■ WHAT THE TASK REQUIRES
Below this line is a set of entries; quote exactly the lines from the line that contains "Target: pig's ear" to the line that contains "Target: spectator in bleachers", both lines included.

- - - - - - -

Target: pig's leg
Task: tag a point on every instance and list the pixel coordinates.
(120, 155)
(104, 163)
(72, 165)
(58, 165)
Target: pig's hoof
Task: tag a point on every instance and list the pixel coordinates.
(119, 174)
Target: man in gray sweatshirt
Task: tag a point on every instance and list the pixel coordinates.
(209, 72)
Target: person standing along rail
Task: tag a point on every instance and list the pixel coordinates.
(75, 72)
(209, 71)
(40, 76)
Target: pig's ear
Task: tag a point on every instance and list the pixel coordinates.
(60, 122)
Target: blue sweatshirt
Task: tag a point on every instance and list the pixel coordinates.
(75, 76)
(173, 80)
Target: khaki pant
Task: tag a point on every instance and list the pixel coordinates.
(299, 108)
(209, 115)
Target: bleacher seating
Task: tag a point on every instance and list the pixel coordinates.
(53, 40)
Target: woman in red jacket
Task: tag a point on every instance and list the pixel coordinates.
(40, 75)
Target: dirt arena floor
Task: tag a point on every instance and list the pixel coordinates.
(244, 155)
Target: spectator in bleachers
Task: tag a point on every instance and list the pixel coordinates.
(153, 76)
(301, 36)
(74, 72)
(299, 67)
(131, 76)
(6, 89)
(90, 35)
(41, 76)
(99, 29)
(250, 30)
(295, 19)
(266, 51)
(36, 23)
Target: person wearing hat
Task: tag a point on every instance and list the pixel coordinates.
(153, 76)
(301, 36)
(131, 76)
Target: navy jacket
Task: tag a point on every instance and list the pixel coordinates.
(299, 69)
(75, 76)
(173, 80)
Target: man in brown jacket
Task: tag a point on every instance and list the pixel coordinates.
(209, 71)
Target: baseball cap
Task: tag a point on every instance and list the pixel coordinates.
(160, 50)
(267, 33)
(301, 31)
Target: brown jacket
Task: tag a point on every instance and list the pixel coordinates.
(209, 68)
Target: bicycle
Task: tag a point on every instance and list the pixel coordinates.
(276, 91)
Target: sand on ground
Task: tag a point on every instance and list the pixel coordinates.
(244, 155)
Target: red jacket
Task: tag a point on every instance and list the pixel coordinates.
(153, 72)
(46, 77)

- - - - - - -

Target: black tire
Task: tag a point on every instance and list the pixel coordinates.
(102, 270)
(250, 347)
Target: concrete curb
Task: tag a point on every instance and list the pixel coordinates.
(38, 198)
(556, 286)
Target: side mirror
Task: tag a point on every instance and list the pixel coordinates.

- - - - - - -

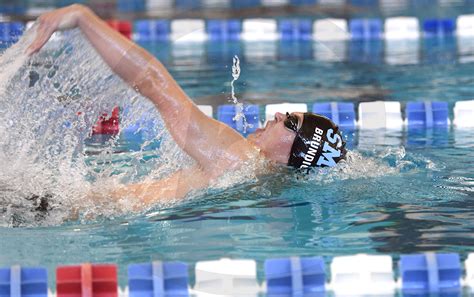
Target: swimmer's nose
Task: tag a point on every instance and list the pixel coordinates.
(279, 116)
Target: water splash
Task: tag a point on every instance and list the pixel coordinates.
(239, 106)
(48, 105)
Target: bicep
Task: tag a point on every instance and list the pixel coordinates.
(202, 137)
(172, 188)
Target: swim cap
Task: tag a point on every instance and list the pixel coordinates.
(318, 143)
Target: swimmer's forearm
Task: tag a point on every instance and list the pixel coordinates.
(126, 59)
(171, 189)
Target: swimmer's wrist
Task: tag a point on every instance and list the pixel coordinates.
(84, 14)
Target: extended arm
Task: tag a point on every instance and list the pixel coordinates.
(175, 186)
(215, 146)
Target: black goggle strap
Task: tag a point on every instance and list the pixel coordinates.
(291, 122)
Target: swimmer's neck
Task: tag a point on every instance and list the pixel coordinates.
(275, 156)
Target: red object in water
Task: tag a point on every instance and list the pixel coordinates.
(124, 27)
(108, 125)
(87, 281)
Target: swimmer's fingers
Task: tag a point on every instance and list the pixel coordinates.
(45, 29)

- - - - - - -

■ TASK SOLUTION
Target: pig's ear
Task: tag a point on every instance and list the pixel coordinates.
(60, 122)
Target: blue sweatshirt
Task: tag a point on every instance and list the pixel coordinates.
(75, 76)
(173, 80)
Target: khaki pant
Task: tag a point on every instance and list the pixel coordinates.
(299, 108)
(209, 115)
Target: bleacher seating
Task: tag a point on every instance and list the pixel coordinates.
(53, 40)
Target: woman in red jacket
Task: tag a point on every instance and list the pixel coordinates.
(40, 75)
Target: dirt arena floor
Task: tag a point on every instance and list the pixel coordinates.
(244, 155)
Target: spectator in bleachers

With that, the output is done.